Stated goal: Render every line of the records below as a JSON list of strings, one string per line, with blank lines and the pictures left out.

Dataset excerpts:
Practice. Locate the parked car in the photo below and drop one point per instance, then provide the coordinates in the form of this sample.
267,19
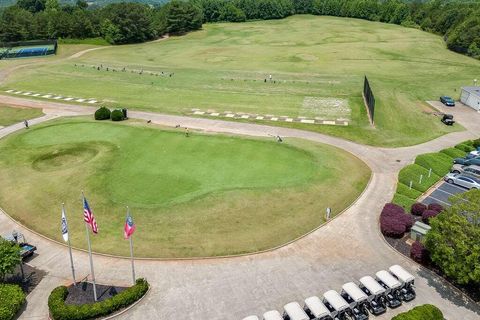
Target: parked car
446,100
448,119
467,162
472,170
463,180
473,154
407,292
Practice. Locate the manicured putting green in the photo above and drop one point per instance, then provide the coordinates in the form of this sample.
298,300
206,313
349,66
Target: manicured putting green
197,196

The reply:
[
  "Practice. Locate the parked car in the photo below and drop one point per instance, then provide the coordinates in the form of this sample.",
  "267,19",
  "Target: parked car",
  "446,100",
  "448,119",
  "467,162",
  "472,170",
  "463,180",
  "473,154",
  "407,292",
  "Practice. Locate the manicured putting green in the photo above and drop one point per instance, then provide the coordinates in the form of this sample.",
  "298,300",
  "206,313",
  "349,66",
  "Target: manicured putting green",
  "197,196"
]